*Do this:* Quote each line exactly, from the line that contains "of the brown" down to the last line of the listing, and no other lines.

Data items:

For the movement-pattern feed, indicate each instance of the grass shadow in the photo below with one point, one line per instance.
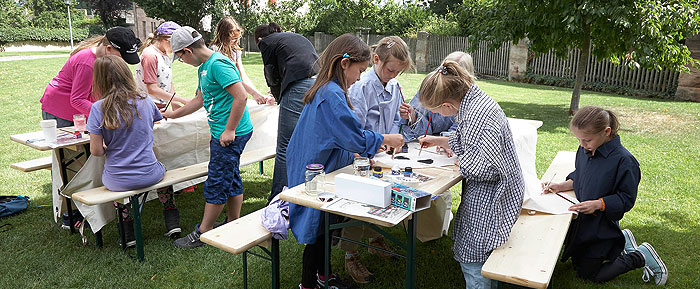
(554, 117)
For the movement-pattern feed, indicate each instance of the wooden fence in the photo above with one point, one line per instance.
(486, 61)
(494, 62)
(605, 72)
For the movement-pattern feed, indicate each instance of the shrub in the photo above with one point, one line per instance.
(9, 34)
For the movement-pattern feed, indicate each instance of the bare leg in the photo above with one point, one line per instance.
(211, 212)
(234, 207)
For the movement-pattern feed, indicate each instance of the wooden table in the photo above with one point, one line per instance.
(445, 178)
(529, 256)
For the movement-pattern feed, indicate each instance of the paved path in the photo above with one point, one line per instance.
(25, 57)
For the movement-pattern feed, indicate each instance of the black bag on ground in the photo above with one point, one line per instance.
(10, 205)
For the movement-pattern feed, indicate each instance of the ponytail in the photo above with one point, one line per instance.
(264, 30)
(594, 120)
(90, 43)
(449, 82)
(148, 42)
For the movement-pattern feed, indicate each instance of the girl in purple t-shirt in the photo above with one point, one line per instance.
(121, 129)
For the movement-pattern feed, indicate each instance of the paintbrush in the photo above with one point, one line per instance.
(168, 104)
(403, 100)
(426, 131)
(546, 187)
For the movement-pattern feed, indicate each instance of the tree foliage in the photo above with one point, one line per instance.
(13, 14)
(183, 12)
(109, 10)
(648, 33)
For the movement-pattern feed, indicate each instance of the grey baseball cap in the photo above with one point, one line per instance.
(183, 37)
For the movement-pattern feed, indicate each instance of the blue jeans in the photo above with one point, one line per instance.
(473, 278)
(291, 105)
(224, 179)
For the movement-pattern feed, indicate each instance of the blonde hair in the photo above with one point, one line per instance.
(464, 60)
(152, 38)
(90, 43)
(113, 81)
(449, 82)
(224, 35)
(593, 120)
(393, 46)
(345, 46)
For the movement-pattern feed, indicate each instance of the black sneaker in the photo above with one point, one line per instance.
(189, 241)
(172, 223)
(128, 234)
(335, 282)
(77, 218)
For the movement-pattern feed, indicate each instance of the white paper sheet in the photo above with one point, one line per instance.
(391, 214)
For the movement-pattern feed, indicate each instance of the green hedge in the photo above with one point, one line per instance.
(9, 34)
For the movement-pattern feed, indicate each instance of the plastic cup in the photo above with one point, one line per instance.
(79, 122)
(49, 128)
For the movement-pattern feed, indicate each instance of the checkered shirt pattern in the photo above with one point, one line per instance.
(493, 189)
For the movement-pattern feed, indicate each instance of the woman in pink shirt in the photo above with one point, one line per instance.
(69, 92)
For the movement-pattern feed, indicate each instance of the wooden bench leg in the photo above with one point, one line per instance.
(136, 214)
(122, 230)
(245, 270)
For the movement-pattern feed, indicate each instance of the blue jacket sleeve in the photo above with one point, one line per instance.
(345, 131)
(357, 93)
(626, 184)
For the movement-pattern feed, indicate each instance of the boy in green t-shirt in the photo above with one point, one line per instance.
(221, 93)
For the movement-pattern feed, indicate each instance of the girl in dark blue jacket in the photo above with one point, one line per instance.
(605, 182)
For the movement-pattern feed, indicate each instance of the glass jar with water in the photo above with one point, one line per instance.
(315, 179)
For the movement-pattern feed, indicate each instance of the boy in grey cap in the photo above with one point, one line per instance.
(221, 93)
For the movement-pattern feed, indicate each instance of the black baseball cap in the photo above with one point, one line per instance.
(124, 40)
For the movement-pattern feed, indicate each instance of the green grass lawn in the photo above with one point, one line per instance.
(20, 53)
(663, 135)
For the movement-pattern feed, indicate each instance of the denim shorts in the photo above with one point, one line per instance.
(224, 179)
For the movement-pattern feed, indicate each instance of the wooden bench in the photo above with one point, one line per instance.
(529, 256)
(241, 235)
(102, 195)
(33, 165)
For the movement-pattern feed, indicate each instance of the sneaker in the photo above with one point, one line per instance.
(357, 270)
(379, 243)
(172, 223)
(189, 241)
(128, 234)
(630, 243)
(654, 266)
(335, 282)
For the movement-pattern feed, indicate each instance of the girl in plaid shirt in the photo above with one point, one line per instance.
(493, 187)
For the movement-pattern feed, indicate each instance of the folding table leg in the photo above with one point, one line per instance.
(98, 239)
(327, 250)
(411, 253)
(275, 256)
(120, 217)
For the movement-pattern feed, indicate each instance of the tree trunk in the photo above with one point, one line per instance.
(581, 69)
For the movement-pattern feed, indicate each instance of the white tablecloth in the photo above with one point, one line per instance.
(176, 143)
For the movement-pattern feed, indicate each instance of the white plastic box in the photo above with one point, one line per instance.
(365, 190)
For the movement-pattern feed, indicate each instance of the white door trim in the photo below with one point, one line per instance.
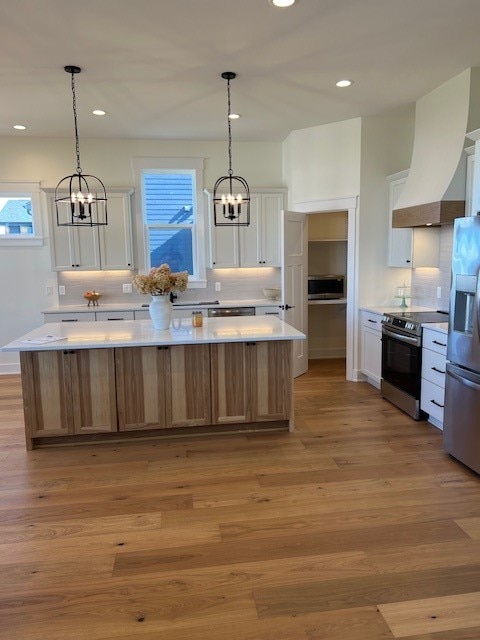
(349, 204)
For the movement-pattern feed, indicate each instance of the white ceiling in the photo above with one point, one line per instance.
(155, 65)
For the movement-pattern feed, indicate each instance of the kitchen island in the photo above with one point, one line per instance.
(104, 381)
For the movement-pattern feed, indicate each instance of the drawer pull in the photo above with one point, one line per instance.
(437, 370)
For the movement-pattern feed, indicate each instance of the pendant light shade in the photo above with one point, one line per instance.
(231, 194)
(80, 199)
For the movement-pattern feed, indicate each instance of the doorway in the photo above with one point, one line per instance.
(350, 208)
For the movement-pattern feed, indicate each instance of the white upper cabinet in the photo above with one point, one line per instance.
(94, 248)
(410, 248)
(257, 245)
(116, 238)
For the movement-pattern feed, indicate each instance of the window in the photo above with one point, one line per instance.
(20, 216)
(172, 214)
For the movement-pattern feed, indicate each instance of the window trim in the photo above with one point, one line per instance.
(143, 165)
(28, 190)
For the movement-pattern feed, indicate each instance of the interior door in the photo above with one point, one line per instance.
(294, 282)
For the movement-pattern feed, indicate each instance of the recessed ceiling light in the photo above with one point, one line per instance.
(282, 3)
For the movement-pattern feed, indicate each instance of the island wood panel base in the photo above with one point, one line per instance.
(70, 395)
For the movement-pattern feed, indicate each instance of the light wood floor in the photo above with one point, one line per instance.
(356, 526)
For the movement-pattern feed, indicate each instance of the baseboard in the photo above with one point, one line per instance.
(325, 354)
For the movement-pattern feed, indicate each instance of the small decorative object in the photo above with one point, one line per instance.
(159, 282)
(231, 194)
(92, 297)
(197, 319)
(272, 294)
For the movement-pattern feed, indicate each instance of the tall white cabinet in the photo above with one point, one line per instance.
(257, 245)
(94, 248)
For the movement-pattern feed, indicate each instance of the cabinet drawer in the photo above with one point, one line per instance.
(88, 316)
(432, 400)
(435, 340)
(372, 320)
(433, 367)
(114, 315)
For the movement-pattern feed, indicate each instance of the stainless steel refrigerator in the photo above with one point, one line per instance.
(461, 429)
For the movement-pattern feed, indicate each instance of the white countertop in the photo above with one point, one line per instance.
(441, 327)
(138, 306)
(140, 333)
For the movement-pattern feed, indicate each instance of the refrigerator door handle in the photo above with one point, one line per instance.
(462, 379)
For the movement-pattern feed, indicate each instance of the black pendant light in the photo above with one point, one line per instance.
(80, 199)
(231, 195)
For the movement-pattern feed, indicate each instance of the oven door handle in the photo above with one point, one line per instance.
(400, 336)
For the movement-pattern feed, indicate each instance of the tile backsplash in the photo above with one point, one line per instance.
(425, 281)
(236, 284)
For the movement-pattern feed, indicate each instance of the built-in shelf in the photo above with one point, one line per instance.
(337, 301)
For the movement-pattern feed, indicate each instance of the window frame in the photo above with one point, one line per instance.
(29, 190)
(142, 166)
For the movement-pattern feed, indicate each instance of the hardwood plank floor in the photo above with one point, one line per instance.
(355, 526)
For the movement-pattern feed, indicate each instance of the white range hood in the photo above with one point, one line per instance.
(435, 189)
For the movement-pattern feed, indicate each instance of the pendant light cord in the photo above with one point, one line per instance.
(77, 145)
(230, 172)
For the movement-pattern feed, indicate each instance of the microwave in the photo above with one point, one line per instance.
(326, 287)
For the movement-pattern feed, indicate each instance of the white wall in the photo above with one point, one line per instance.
(323, 162)
(26, 271)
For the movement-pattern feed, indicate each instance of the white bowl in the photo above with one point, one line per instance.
(272, 294)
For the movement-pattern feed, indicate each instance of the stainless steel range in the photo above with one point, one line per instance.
(402, 357)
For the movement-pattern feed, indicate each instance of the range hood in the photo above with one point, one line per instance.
(435, 189)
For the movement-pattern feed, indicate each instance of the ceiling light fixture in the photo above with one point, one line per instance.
(80, 199)
(231, 195)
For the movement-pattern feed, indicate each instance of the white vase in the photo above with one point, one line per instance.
(160, 309)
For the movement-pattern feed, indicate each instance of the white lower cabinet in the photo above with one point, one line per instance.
(434, 358)
(371, 357)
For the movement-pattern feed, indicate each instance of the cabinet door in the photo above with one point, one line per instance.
(116, 237)
(73, 248)
(230, 383)
(372, 355)
(188, 390)
(92, 390)
(271, 377)
(251, 237)
(400, 241)
(45, 384)
(272, 206)
(141, 384)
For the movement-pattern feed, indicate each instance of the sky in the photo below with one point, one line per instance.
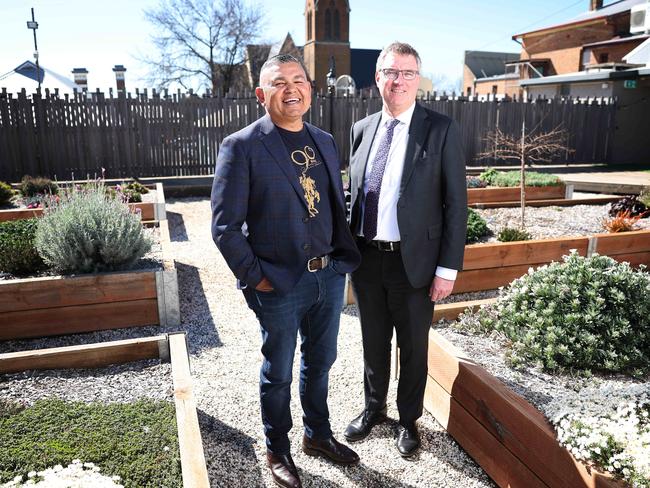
(98, 35)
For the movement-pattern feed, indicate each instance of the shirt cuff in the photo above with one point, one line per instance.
(446, 273)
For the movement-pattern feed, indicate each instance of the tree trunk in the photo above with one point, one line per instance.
(522, 183)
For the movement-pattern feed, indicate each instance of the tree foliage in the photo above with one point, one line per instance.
(201, 43)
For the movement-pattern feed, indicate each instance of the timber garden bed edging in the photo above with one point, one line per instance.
(513, 194)
(55, 305)
(487, 266)
(511, 440)
(169, 347)
(149, 211)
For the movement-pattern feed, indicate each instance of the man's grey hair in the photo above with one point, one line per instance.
(279, 59)
(398, 48)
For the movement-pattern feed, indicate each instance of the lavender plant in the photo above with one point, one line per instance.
(86, 231)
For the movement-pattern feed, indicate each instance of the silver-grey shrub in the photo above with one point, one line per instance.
(87, 231)
(581, 315)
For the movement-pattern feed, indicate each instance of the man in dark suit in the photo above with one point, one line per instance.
(409, 213)
(278, 218)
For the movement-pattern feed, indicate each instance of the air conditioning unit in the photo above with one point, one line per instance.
(640, 18)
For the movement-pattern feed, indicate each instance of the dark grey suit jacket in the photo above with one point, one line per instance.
(432, 205)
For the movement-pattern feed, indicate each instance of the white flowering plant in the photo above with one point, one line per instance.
(610, 428)
(580, 315)
(586, 316)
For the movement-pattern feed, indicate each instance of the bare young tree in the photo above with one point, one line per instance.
(201, 43)
(528, 148)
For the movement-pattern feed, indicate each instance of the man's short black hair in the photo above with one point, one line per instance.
(279, 59)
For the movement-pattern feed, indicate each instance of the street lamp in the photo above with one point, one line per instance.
(331, 89)
(33, 25)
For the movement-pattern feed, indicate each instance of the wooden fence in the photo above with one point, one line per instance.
(154, 134)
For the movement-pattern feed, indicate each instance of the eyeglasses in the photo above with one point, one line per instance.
(393, 74)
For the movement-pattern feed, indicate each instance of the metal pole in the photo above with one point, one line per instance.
(33, 26)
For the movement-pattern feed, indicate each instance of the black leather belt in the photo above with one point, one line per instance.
(316, 264)
(387, 246)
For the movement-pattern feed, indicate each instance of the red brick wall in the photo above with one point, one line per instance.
(317, 52)
(564, 45)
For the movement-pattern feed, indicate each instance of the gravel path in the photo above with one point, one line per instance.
(224, 342)
(545, 222)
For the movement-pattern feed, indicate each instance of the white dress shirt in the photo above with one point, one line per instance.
(387, 228)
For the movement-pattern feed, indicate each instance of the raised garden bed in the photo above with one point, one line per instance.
(170, 347)
(513, 194)
(153, 209)
(54, 305)
(488, 266)
(491, 265)
(511, 440)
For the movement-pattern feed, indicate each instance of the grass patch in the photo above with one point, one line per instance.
(512, 178)
(137, 441)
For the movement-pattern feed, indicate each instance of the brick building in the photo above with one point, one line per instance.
(485, 74)
(327, 41)
(582, 57)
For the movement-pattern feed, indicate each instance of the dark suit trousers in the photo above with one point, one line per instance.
(386, 299)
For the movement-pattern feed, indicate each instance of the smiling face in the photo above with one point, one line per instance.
(399, 94)
(285, 92)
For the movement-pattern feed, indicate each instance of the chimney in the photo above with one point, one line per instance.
(595, 4)
(119, 71)
(81, 78)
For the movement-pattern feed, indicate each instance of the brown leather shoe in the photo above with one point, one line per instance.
(283, 470)
(331, 449)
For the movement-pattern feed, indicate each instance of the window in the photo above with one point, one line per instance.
(337, 25)
(328, 24)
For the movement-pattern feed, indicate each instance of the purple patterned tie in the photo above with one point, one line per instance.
(374, 182)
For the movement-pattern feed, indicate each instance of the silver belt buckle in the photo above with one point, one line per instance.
(323, 260)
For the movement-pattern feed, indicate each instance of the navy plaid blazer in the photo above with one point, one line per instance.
(259, 212)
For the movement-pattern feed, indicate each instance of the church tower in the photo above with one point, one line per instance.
(327, 34)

*Output:*
For the movement-pattern feed, indicate each instance of the brown leather shoe in the photo above with one point, one line per instance.
(283, 470)
(331, 449)
For the movement-pattern feed, indicate each instance of the window in the photo above with one point, one line per instance.
(337, 25)
(328, 24)
For the movement-pattern feed, indicate each instance of the purple patterned tie in the photo above with one point, one line per instance.
(374, 182)
For the movement-pattern feed, indicate each instance of the silver belt buckle in the photo above with one point, one line per instance.
(323, 260)
For the movement-pattern feed, indicate each instance of the navy plaid blazer in the photo above with one point, one line per instance.
(259, 212)
For the movement-pattern feed, indicate each instance of the church tower in the photo above with one point, one line per instance.
(327, 34)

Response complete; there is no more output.